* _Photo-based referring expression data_
***

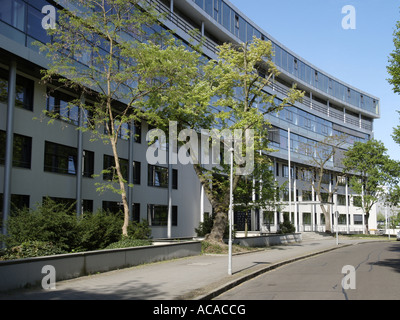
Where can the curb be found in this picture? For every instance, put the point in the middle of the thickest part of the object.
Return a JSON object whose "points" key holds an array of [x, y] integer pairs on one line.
{"points": [[218, 291]]}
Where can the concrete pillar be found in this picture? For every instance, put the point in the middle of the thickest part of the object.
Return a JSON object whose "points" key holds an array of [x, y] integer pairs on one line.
{"points": [[12, 79], [79, 169]]}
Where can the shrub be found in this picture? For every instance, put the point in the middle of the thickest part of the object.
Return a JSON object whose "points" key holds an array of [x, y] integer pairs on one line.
{"points": [[51, 222], [128, 242], [286, 227], [31, 249], [139, 230], [206, 226], [98, 230]]}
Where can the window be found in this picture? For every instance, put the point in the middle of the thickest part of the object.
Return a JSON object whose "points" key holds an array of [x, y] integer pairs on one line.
{"points": [[157, 215], [341, 180], [63, 159], [269, 217], [24, 90], [136, 212], [174, 179], [113, 207], [59, 104], [87, 205], [136, 172], [285, 171], [342, 219], [307, 218], [110, 172], [277, 169], [341, 200], [357, 201], [13, 12], [157, 176], [22, 150], [18, 201], [306, 195], [138, 133]]}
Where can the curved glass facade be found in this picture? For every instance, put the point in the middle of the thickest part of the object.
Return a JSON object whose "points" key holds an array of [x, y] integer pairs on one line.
{"points": [[222, 12]]}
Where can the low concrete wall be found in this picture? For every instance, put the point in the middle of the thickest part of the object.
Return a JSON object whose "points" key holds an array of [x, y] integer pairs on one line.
{"points": [[22, 273], [268, 240]]}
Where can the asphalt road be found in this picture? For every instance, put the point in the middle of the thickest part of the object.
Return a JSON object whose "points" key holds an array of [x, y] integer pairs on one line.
{"points": [[376, 275]]}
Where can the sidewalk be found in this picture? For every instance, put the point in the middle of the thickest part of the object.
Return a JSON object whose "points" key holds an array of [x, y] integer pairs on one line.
{"points": [[199, 277]]}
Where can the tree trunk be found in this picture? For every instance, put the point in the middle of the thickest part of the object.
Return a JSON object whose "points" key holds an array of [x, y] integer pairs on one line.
{"points": [[327, 215], [219, 227], [122, 188], [366, 223]]}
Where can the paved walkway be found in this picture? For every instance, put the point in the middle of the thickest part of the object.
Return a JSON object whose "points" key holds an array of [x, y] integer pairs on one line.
{"points": [[199, 277]]}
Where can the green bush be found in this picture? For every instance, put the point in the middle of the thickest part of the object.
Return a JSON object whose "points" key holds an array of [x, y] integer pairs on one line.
{"points": [[51, 222], [53, 228], [206, 227], [286, 227], [31, 249], [139, 230], [98, 230], [128, 242]]}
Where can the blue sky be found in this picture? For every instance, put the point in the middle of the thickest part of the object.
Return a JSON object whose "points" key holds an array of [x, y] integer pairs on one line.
{"points": [[313, 30]]}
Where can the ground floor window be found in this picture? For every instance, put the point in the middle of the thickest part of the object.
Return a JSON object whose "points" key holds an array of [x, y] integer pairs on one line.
{"points": [[307, 218], [157, 215]]}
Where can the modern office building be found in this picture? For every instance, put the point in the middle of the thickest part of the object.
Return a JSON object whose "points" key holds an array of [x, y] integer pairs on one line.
{"points": [[46, 157]]}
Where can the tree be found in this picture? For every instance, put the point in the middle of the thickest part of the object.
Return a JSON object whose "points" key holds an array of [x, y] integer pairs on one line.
{"points": [[371, 171], [258, 191], [394, 71], [394, 61], [115, 56], [238, 78], [319, 176]]}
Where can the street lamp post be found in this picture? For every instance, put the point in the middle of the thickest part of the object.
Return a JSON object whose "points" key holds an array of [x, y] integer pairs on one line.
{"points": [[230, 216]]}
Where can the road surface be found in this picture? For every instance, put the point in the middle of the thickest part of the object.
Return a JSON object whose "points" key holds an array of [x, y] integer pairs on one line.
{"points": [[376, 275]]}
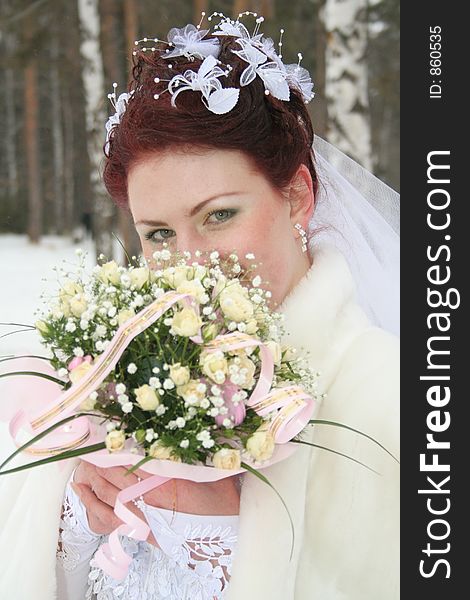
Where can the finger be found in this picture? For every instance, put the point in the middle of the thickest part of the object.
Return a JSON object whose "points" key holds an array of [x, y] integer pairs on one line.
{"points": [[101, 517]]}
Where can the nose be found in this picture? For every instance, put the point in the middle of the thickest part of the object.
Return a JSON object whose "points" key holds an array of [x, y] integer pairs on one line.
{"points": [[190, 241]]}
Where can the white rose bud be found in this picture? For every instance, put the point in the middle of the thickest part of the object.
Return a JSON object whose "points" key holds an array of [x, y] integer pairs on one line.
{"points": [[212, 362], [88, 404], [191, 391], [177, 275], [78, 305], [194, 287], [139, 277], [261, 444], [156, 450], [180, 375], [275, 350], [115, 440], [186, 322], [227, 458], [124, 315], [109, 273], [289, 352], [251, 327], [41, 327], [146, 397], [79, 372], [235, 305]]}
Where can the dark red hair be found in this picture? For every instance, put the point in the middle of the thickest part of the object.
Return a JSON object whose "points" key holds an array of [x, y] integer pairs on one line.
{"points": [[276, 135]]}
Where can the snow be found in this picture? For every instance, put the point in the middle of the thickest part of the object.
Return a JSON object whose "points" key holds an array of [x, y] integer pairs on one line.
{"points": [[26, 272]]}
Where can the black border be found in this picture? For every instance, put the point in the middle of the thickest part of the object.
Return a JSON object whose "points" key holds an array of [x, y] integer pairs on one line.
{"points": [[429, 124]]}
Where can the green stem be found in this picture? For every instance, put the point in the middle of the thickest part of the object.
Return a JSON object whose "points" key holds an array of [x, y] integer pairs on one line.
{"points": [[35, 374], [267, 482], [335, 452], [58, 457], [335, 424], [40, 436]]}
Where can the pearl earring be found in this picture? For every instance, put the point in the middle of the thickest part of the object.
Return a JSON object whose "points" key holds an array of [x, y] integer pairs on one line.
{"points": [[303, 236]]}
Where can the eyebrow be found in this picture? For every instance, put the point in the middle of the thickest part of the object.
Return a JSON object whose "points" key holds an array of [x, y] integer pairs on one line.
{"points": [[192, 212]]}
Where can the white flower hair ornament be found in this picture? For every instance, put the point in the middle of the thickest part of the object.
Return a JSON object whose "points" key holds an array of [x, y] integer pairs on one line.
{"points": [[120, 105], [189, 42], [216, 98], [257, 51]]}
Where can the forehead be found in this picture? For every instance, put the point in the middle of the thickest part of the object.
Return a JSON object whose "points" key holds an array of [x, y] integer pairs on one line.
{"points": [[180, 180]]}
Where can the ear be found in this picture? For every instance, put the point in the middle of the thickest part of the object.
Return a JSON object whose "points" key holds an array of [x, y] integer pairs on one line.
{"points": [[301, 197]]}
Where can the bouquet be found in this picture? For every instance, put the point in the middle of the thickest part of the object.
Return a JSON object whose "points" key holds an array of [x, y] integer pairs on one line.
{"points": [[175, 367]]}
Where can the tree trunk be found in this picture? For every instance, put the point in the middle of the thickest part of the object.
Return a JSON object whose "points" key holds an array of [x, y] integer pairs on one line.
{"points": [[346, 87], [10, 123], [31, 107], [127, 231], [93, 82], [57, 140]]}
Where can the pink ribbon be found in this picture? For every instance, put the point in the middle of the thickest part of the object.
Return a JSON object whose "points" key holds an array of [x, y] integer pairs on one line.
{"points": [[294, 408]]}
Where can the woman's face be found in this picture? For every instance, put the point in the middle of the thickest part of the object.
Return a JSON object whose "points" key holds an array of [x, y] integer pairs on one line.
{"points": [[216, 200]]}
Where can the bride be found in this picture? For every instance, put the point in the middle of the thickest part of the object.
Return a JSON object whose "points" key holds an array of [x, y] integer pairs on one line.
{"points": [[212, 149]]}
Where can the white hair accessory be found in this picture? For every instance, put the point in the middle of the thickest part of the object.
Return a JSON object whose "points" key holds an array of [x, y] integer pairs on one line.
{"points": [[256, 50]]}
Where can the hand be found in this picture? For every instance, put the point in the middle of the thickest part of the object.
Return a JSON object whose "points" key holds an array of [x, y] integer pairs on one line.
{"points": [[97, 489]]}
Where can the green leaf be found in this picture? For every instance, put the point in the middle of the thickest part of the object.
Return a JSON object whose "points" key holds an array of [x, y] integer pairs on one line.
{"points": [[39, 437], [12, 357], [336, 452], [36, 374], [335, 424], [138, 464], [267, 482], [62, 456]]}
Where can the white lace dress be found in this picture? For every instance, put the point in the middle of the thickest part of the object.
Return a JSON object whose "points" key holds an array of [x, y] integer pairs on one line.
{"points": [[193, 561]]}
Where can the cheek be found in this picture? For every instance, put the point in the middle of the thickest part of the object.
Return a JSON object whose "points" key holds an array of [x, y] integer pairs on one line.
{"points": [[267, 236]]}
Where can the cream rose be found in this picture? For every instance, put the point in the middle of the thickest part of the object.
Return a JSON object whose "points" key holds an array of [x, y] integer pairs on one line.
{"points": [[139, 277], [251, 327], [124, 315], [88, 404], [156, 450], [80, 371], [227, 458], [261, 444], [146, 397], [186, 322], [78, 305], [179, 375], [109, 273], [210, 332], [289, 352], [275, 350], [69, 289], [175, 276], [214, 365], [190, 392], [235, 306], [244, 362], [41, 327], [193, 287], [115, 440]]}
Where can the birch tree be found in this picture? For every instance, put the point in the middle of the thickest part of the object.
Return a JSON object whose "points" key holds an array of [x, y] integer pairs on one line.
{"points": [[93, 83], [31, 108], [346, 86]]}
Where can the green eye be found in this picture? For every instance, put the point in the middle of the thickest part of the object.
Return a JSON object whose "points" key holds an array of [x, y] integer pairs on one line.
{"points": [[221, 215], [164, 234]]}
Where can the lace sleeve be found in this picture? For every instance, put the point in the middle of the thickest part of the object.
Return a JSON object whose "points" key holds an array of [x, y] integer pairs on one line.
{"points": [[77, 544], [202, 546]]}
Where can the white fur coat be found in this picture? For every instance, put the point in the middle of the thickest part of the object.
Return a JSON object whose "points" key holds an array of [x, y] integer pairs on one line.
{"points": [[346, 517]]}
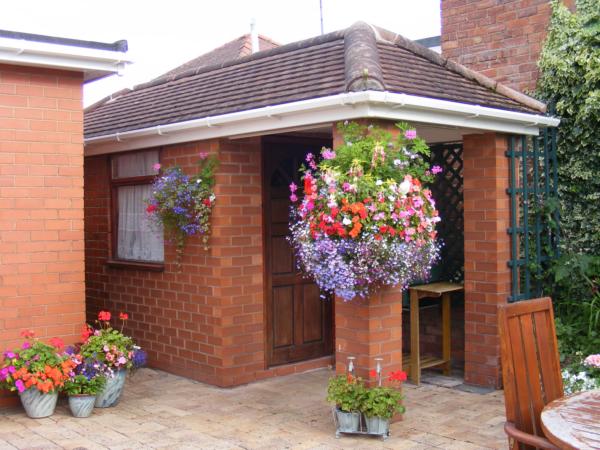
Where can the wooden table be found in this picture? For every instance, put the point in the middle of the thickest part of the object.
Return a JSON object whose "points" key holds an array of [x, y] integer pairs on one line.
{"points": [[573, 422], [433, 290]]}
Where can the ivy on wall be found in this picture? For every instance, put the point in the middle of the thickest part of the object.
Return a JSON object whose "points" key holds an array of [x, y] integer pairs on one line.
{"points": [[570, 84]]}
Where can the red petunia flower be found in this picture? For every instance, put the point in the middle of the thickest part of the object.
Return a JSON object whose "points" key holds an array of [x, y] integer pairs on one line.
{"points": [[85, 332]]}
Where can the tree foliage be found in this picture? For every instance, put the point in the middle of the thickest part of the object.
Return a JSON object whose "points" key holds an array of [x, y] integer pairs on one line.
{"points": [[570, 83]]}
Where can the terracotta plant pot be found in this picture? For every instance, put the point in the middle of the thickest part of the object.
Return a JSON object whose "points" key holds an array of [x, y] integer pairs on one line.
{"points": [[111, 394], [82, 405], [37, 404]]}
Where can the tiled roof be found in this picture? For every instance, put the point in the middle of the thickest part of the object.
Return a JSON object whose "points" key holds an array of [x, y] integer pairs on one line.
{"points": [[233, 50], [358, 58]]}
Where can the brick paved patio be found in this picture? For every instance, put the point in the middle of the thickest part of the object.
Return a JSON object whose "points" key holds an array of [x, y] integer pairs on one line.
{"points": [[163, 411]]}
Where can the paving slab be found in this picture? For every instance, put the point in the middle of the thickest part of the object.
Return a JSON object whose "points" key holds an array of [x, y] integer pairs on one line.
{"points": [[163, 411]]}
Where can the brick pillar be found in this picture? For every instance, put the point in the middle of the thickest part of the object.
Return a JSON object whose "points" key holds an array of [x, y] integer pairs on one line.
{"points": [[487, 250], [369, 329]]}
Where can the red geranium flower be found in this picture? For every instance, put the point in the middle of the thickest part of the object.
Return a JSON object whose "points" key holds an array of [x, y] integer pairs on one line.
{"points": [[57, 342], [398, 375]]}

***

* _YOUR GOAL_
Within the data above, pick out all lines holding the word "lace".

* _SOLUTION TO THIS EXERCISE_
Where can the white lace dress be found in this picture? For every instance, put the point in the middle of the thickest part of the object.
Where can the lace sleeve be found in this picture? For every instance, put the point in the middle of the thickest part of the object.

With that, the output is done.